### Document extract
-=-=-
I was gonna do a huge song and dance about needing specific optics to catch specific bandwidths otherwise you're basically trying to get the mk1 eyeball to see infrared, but your comment above basically nails the point i was trying to make. Yes it can be done, but over the expected distances that platforms operate, they need a large comm array in order to hit the wide gamut of the EM spectrum they'd be expected to need in order to coordinate efforts with both local and planetary forces. As such, if that array starts to move, yous gonna notice.
Uhh... not necessarily?

I mean, you need an optical sensor array on the cruiser that scans the sky rapidly, looking for light of a known wavelength that isn't associated with 'white' light of other wavelengths. You know what wavelength the station will be transmitting on, so you can code that in advance. This isn't a trivial problem, but it's a problem we could solve right now if we needed to. It'd impose some limitations, granted- if you're sending a message, it takes the target time to notice it's being flashed at and turn to look in your direction, and you have to make allowances.

On the other hand, there's really no good reason for the cruiser's crew to not keep a camera constantly pointed at the station under these circumstances, so that might not even be a factor here with a professional team on the receiving end.

also, powering a 1MW laser for communication purposes so you can update a ship on the tactical situation it needs to resolve is still a helluva draw on power. (for lasers, power is bandwidth, so higher w/o burning things is better for communicating more w/ fewer packets)
True, but on the other hand...

Space-Based Laser Communications Break Threshold | Optics & Photonics News

This is kiiind of a solved problem. We can do, today, several hundred megabytes per second from the Moon to the Earth, using a laser transmitter that uses ninety watts and weighs about thirty kilograms. The biggest problem NASA has is receiving laser signals from its satellites through clouds, and that is one problem we do NOT have.

Given that our ships are more or less within gun range of one another, they aren't going to be THAT much farther apart than the Earth and the Moon; maybe as much as ten times but not, credibly speaking, hundreds of times. The power requirements for the lasers in question, given even generous assumptions and 2025-era technology, just shouldn't be that serious. I can believe that the technology doesn't fit in a handheld or conveniently man-portable unit, but it's very much doable and doesn't require anything like megawatts unless we're shouting to a myopic sensor platform somewhere around the orbit of Pluto or something goofy like that. ;)
-=-=-
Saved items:
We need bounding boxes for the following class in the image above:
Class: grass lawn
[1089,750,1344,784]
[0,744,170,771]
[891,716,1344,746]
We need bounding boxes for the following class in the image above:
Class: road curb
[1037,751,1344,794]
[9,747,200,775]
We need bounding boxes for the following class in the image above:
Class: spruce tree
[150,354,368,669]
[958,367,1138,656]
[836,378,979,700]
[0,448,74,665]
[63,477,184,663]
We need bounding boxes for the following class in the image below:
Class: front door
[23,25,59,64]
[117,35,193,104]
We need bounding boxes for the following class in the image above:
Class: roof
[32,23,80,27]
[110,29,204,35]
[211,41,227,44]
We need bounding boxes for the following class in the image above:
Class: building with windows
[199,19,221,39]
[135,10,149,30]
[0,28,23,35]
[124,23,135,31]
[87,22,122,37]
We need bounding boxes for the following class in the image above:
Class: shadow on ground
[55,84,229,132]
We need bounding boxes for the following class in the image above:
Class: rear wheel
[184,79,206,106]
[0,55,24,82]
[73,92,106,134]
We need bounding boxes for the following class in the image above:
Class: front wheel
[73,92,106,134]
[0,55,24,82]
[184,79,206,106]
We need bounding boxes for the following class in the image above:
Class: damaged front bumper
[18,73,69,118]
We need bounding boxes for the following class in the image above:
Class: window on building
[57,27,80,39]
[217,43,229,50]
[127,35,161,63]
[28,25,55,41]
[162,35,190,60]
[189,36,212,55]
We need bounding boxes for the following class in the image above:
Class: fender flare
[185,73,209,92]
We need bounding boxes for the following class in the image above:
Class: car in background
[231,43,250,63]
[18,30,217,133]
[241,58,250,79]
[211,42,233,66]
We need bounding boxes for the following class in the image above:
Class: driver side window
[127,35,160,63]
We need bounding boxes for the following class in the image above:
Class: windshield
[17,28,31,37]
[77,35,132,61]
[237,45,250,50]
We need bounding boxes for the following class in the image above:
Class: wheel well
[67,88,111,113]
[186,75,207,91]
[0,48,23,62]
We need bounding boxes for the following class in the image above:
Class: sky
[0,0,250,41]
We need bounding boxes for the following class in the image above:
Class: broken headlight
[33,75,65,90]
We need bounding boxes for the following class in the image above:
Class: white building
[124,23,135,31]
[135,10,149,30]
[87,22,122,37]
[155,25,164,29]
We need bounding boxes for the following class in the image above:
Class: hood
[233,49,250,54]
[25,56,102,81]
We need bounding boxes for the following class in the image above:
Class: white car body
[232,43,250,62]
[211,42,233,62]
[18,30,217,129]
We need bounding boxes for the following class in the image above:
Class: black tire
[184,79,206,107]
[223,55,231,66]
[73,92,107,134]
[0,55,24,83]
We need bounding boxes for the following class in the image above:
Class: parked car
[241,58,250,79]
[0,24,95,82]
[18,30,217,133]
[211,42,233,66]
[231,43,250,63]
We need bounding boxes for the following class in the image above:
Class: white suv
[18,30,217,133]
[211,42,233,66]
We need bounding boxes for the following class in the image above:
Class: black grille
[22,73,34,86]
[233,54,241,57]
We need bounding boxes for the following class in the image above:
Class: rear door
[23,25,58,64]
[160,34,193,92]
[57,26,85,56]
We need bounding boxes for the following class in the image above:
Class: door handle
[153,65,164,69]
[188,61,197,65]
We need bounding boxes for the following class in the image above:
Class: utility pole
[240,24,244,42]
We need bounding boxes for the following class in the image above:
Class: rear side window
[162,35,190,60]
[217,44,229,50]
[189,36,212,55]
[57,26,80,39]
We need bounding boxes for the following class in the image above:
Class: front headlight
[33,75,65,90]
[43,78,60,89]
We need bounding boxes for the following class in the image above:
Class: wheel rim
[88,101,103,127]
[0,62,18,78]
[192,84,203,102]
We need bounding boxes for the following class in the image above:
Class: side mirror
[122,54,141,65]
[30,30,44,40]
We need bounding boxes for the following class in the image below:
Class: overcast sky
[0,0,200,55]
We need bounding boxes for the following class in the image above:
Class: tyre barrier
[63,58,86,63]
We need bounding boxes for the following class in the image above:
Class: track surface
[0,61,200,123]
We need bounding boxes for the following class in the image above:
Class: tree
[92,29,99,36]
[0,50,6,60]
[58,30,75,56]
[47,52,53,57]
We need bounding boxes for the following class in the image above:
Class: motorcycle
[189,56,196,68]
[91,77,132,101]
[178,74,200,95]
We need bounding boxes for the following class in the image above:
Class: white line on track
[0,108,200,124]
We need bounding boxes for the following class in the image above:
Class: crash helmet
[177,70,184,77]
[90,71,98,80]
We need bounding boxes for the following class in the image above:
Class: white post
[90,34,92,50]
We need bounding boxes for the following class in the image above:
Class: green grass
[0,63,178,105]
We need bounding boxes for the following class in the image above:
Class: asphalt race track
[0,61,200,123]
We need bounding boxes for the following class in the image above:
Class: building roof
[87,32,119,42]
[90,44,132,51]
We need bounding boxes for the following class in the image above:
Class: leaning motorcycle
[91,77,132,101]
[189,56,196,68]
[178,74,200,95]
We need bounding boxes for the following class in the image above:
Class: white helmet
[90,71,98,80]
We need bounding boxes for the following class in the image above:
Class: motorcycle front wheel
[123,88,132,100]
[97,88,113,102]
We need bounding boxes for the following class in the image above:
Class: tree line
-=-=-
### What you are asked to do
Reproduce word for word the passage of the laser communications discussion from "Given that our" to "like that. ;)". This material comes from a separate source.

### Written reply
Given that our ships are more or less within gun range of one another, they aren't going to be THAT much farther apart than the Earth and the Moon; maybe as much as ten times but not, credibly speaking, hundreds of times. The power requirements for the lasers in question, given even generous assumptions and 2025-era technology, just shouldn't be that serious. I can believe that the technology doesn't fit in a handheld or conveniently man-portable unit, but it's very much doable and doesn't require anything like megawatts unless we're shouting to a myopic sensor platform somewhere around the orbit of Pluto or something goofy like that. ;)